#### AUFGABE
Ab welchem Jahr sollen laut dem Text über Cyberangriffe auf GKV-Versicherte die Gesundheits- und Behandlungsdaten der Patienten zentral auf einem Server gespeichert werden?

#### AUSGANGSTEXT
▬▬▬▬▬▬
GKV-Versicherte bald Ziel von Cyberattacken?

Über die aktuelle Situation

Frage: Was ist derzeit die größte Bedrohung für die IT? Antwort: Ransomware.

Danach kommt lange Zeit nichts, gefolgt von Software- und Hardwareausfällen. Warum sind erfolgreiche Angriffe mit Ransomware an der Tagesordnung? Weil Windows, Office und Outlook von Haus aus mit Sicherheitslücken ausgestattet sind und als Standardsoftware weit verbreitet sind. Man bekommt eine Mail, öffnet den Anhang und installiert ungewollt eine Hintertür. Darüber bekommt die IT dann ungebetenen Besuch und voilà, der Angriff ist erfolgt.

Warum gab es das früher nicht? Sachbearbeiter hatten keine Computer, die waren zu groß und laut, deshalb standen sie im Keller. Der Sachbearbeiter hatte ein Terminal, das war dumm und nur schwarz-weiß oder grün. Terminal und Fax wurden abgeschafft und der Windows-PC eingeführt. Durch die Digitalisierung von Akten stehen jetzt attraktive Daten zur Verfügung. Diese Entwicklungen haben dazu geführt, dass Cyberangriffe heute lukrativer sind als je zuvor. Die wachsende Angriffsfläche durch E-Mail und Web bietet attraktive Daten, von denen aus Angreifer die Kontrolle über das gesamte Netzwerk übernehmen können. Die Abwehr solcher Angriffe ist komplex. Während der Angreifer nur eine einzige Lücke finden muss, muss der Verteidiger sämtliche Schwachstellen entdecken und schließen. Ein möglicher Ansatz besteht darin, möglichst wenige Schnittstellen anzubieten, um die Angriffsfläche zu minimieren.

Fette Beute: Gesundheitsdaten von Millionen Versicherten

In dieser Situation kommt die Politik auf die Idee, die seit 2021 bestehende elektronische Patientenakte in die Cloud zu verlagern. Ab 2025 sollen die Gesundheits- und Behandlungsdaten der Patienten zentral auf einem Server gespeichert werden. Die persönlichsten Daten, die man sich vorstellen kann. Wenn das kein lohnendes Ziel für einen Cyberangriff ist.
▬▬▬▬▬▬
(Daten zur Objektverortung in natürlicher Sprache)
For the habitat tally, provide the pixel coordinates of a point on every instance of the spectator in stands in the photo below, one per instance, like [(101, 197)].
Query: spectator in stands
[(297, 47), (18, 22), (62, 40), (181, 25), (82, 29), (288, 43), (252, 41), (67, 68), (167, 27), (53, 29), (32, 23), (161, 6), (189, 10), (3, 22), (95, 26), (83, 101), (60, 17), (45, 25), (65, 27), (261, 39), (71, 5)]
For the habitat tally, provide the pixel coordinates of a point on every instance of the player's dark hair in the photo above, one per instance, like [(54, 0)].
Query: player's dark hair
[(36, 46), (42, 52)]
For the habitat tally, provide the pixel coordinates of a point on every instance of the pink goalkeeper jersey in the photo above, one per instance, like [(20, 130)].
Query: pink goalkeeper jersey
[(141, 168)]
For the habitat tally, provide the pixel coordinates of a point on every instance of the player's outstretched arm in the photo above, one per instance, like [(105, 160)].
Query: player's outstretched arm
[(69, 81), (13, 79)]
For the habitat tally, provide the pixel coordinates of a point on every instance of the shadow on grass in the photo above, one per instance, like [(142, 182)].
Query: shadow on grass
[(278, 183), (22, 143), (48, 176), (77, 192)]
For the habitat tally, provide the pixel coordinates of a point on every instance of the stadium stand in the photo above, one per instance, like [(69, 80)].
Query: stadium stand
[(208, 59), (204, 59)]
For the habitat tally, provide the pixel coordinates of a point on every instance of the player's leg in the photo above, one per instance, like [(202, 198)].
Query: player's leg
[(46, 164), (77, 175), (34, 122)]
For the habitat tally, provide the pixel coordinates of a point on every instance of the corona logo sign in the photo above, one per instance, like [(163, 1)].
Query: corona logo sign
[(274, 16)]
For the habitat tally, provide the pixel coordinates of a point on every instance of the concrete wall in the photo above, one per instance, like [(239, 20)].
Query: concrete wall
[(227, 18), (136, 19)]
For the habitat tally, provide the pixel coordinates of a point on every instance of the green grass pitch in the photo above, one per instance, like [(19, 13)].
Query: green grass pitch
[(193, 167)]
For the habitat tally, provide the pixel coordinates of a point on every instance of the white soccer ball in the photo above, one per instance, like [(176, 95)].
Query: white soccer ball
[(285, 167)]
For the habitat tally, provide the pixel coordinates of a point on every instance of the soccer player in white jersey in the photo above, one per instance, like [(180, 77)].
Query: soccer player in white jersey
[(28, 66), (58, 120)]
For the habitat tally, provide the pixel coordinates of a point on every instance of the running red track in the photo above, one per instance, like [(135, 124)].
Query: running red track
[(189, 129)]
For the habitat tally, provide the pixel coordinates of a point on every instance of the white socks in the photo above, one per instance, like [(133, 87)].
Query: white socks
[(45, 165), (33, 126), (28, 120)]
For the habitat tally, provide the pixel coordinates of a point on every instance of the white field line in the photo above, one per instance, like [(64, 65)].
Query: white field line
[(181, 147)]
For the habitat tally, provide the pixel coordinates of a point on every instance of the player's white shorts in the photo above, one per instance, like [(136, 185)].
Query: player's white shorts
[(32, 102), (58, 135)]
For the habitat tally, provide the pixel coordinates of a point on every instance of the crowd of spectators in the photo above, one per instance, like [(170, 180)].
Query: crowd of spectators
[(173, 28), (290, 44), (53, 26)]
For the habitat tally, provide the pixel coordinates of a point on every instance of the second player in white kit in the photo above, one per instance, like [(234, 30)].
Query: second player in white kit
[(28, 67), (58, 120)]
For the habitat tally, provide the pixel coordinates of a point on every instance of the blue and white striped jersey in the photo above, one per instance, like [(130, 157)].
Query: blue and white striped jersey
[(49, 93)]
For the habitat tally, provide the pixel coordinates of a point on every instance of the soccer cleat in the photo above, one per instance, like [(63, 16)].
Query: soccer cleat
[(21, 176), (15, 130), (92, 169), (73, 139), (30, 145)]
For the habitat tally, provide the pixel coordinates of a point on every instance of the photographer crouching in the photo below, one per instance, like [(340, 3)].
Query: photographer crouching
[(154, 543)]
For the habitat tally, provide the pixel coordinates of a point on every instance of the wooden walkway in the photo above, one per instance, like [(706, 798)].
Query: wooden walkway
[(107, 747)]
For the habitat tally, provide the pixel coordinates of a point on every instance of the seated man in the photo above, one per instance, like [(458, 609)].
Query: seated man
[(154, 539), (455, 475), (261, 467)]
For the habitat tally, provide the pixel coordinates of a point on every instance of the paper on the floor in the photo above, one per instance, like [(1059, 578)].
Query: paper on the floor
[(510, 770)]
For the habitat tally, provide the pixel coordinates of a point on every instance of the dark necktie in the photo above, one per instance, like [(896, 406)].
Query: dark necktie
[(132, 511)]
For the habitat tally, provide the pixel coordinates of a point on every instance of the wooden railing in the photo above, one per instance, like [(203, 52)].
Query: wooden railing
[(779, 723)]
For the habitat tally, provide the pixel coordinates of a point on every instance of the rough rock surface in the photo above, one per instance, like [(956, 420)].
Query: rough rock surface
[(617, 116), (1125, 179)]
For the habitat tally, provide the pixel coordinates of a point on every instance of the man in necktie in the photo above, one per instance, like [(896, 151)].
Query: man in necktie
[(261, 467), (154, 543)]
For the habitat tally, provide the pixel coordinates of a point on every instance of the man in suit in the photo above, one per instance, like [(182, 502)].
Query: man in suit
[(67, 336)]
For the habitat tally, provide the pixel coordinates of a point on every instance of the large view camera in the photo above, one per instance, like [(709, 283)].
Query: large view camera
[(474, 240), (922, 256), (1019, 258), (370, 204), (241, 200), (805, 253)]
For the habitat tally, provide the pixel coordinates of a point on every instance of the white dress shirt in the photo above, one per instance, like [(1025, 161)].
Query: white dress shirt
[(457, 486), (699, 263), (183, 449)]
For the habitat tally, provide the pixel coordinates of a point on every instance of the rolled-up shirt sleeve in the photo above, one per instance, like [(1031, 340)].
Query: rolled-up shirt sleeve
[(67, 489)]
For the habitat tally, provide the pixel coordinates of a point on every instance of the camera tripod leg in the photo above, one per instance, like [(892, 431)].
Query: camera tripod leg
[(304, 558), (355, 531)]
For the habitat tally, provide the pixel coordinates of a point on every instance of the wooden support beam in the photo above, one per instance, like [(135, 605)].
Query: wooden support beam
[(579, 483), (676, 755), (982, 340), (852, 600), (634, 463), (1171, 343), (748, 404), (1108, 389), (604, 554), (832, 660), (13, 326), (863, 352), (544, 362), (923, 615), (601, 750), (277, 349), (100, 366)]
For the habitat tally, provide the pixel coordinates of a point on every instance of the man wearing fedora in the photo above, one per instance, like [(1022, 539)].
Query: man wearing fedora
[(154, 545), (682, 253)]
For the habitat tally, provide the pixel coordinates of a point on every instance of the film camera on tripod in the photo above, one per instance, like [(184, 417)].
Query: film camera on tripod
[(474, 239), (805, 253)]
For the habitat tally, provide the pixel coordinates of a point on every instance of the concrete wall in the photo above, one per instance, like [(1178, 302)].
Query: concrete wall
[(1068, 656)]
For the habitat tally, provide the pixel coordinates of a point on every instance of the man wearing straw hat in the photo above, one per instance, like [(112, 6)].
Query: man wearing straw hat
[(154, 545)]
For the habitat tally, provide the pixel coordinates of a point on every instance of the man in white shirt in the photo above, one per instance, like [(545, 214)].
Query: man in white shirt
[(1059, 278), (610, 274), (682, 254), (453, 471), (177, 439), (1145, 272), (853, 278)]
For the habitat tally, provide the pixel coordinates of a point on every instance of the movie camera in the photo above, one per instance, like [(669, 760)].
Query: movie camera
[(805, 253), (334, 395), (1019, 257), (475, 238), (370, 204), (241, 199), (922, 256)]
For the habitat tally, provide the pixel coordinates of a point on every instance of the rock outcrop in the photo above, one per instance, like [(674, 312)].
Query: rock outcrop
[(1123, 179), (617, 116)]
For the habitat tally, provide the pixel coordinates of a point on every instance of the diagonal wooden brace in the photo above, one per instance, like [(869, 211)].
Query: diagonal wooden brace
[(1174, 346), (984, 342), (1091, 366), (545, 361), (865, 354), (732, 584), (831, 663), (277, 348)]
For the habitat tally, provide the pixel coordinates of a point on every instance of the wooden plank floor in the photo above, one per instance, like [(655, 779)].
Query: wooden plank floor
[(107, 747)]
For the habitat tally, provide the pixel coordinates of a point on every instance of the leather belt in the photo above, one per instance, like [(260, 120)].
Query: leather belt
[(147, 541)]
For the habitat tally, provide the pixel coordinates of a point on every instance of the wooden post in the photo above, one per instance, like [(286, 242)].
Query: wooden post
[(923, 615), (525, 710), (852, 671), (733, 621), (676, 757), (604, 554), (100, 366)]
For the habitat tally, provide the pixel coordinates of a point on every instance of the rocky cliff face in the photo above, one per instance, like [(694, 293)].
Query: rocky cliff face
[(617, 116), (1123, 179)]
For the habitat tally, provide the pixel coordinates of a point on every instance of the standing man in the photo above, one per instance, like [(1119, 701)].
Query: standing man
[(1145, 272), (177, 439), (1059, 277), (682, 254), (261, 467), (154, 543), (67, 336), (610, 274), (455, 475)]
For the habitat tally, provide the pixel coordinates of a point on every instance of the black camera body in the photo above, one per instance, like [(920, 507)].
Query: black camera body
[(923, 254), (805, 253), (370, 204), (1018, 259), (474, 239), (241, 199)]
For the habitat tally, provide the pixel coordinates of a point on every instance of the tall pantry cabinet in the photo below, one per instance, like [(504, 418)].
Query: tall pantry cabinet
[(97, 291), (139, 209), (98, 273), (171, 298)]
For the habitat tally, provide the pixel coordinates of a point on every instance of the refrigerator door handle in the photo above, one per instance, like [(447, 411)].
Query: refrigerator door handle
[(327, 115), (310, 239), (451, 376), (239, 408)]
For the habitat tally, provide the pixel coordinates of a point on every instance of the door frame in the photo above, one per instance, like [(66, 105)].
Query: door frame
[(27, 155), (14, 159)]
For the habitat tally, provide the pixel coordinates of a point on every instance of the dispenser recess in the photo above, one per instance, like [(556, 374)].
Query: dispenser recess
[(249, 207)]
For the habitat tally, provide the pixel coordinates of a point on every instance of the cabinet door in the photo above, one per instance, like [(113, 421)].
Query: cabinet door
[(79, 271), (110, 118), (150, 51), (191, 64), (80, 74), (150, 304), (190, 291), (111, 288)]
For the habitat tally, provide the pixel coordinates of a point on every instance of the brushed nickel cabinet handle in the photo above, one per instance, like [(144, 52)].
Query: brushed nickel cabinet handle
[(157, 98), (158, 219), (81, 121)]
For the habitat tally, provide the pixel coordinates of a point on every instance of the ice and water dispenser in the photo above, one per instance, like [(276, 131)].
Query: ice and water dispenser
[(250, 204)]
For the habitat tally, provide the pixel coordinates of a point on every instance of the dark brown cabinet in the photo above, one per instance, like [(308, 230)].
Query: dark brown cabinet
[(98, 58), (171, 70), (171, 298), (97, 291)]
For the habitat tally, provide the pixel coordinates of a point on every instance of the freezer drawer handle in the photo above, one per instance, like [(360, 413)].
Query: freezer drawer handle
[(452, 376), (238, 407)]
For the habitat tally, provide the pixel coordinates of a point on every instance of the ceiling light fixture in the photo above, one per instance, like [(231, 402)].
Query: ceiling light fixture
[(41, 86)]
▬▬▬▬▬▬
#### LÖSUNG
Ab 2025.